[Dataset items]
··········

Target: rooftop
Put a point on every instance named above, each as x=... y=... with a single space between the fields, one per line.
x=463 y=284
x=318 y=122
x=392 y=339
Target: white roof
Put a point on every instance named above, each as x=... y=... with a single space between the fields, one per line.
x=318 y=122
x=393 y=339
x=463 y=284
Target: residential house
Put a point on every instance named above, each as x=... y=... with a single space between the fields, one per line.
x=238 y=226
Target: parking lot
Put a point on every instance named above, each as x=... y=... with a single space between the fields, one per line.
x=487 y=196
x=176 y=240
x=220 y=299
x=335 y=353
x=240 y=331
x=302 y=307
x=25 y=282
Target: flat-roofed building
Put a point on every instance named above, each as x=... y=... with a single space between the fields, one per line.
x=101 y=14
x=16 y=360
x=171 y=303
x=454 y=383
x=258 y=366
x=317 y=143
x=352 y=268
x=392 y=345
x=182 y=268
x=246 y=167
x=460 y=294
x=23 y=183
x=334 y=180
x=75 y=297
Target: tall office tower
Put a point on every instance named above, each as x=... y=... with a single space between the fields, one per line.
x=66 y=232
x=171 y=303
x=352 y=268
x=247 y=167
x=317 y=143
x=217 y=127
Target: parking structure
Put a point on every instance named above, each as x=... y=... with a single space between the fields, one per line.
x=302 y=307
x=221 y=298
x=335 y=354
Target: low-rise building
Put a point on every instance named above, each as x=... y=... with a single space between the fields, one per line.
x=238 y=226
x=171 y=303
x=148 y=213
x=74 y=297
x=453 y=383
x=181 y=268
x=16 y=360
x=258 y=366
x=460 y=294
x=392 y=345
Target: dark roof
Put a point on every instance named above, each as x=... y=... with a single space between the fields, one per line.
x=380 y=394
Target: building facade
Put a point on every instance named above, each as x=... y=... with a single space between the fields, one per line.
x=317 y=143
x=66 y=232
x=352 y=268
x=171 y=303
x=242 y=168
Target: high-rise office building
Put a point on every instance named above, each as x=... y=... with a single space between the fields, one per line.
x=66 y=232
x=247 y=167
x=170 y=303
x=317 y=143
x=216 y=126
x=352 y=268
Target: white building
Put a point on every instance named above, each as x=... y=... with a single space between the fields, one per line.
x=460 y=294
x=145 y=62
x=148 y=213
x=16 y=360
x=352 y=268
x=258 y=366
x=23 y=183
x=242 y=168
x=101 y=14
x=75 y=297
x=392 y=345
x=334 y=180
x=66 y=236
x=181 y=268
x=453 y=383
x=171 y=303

··········

» INSTRUCTIONS FOR THE TASK: Rewrite all the rows above as a JSON list of strings, with one string for each line and no entries for blank lines.

» OUTPUT BELOW:
[
  "Target: rooftop",
  "Put a point on every instance named above, each as x=... y=... with a single space between the fields, one per line.",
  "x=463 y=284",
  "x=318 y=122",
  "x=392 y=339",
  "Target: white roof",
  "Put a point on every instance named above, each as x=... y=... with a single space between the fields, one per line.",
  "x=318 y=122",
  "x=393 y=339",
  "x=463 y=284",
  "Target: residential house",
  "Put a point on every instance named above, each as x=... y=... with a single space between the fields, one per line.",
  "x=238 y=226",
  "Target: parking lot",
  "Put a point on every instance named above, each as x=... y=... with a single space between the fields, one per line.",
  "x=487 y=196",
  "x=176 y=240",
  "x=220 y=299",
  "x=335 y=353",
  "x=240 y=331",
  "x=302 y=307",
  "x=25 y=282",
  "Target: flat-roofed building",
  "Put a point on every instance named above, each as x=... y=... with a single space between the fields, one per line.",
  "x=101 y=14",
  "x=16 y=360",
  "x=171 y=303",
  "x=454 y=383",
  "x=258 y=366",
  "x=317 y=143",
  "x=352 y=268",
  "x=392 y=345",
  "x=182 y=268",
  "x=246 y=167",
  "x=460 y=294",
  "x=23 y=183",
  "x=334 y=180",
  "x=75 y=297",
  "Target: tall office tower",
  "Put a point on every instance named above, each as x=... y=... with a single space between the fields, one per line.",
  "x=66 y=232",
  "x=171 y=303",
  "x=352 y=268",
  "x=247 y=167",
  "x=317 y=143",
  "x=217 y=127",
  "Target: parking structure",
  "Put a point on every instance named above, each as x=... y=... with a single space between the fields, one per line.",
  "x=302 y=307",
  "x=221 y=298",
  "x=335 y=354",
  "Target: low-rise building",
  "Put a point on every instance named above, each as x=... y=... with a single space between the fields, one per line.",
  "x=238 y=226",
  "x=171 y=303",
  "x=148 y=213",
  "x=74 y=297",
  "x=453 y=383",
  "x=181 y=268",
  "x=16 y=360",
  "x=258 y=366",
  "x=460 y=294",
  "x=392 y=345",
  "Target: dark roof",
  "Put a point on every instance named above, each as x=... y=... with a single space between the fields, one per line.",
  "x=380 y=394",
  "Target: building facade",
  "Put a point on every instance named above, each as x=... y=... with a single space between the fields, one per line.",
  "x=317 y=143",
  "x=66 y=232",
  "x=352 y=268",
  "x=171 y=303",
  "x=242 y=168",
  "Target: high-rise office building",
  "Put a point on every instance named above, each as x=... y=... with a single space between the fields, one per line.",
  "x=66 y=232",
  "x=247 y=167",
  "x=170 y=303",
  "x=317 y=143",
  "x=216 y=126",
  "x=352 y=268",
  "Target: white building",
  "Put a point on every instance named above, each as x=... y=... with a single space between the fields, one per line.",
  "x=460 y=294",
  "x=145 y=62",
  "x=148 y=213",
  "x=16 y=360",
  "x=352 y=268",
  "x=258 y=366",
  "x=23 y=183",
  "x=242 y=168",
  "x=101 y=14",
  "x=75 y=297",
  "x=392 y=345",
  "x=334 y=180",
  "x=66 y=236",
  "x=181 y=268",
  "x=453 y=383",
  "x=171 y=303"
]